Problem details. Pictures aside, restate the records below exactly as written.

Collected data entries
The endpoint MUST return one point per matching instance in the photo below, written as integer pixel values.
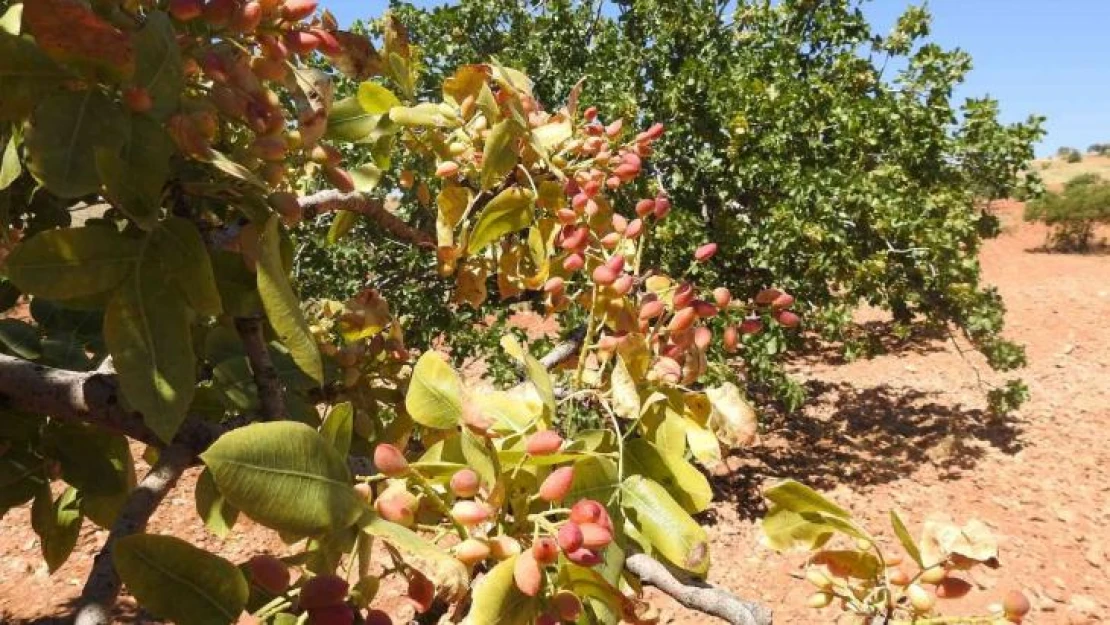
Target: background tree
(1073, 213)
(158, 157)
(823, 169)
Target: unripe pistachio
(624, 284)
(447, 169)
(545, 550)
(503, 547)
(526, 574)
(683, 320)
(634, 230)
(574, 262)
(569, 536)
(296, 10)
(472, 551)
(468, 513)
(187, 10)
(732, 339)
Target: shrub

Problem solution.
The endpoint MUST return one point per matching instance in the photo below, written as integer pixel values.
Target: background tree
(1073, 213)
(158, 157)
(823, 169)
Target: unripe pistachio
(624, 284)
(447, 169)
(545, 550)
(503, 547)
(526, 574)
(683, 320)
(634, 230)
(574, 262)
(569, 536)
(296, 10)
(472, 551)
(468, 513)
(187, 10)
(732, 339)
Target: shrub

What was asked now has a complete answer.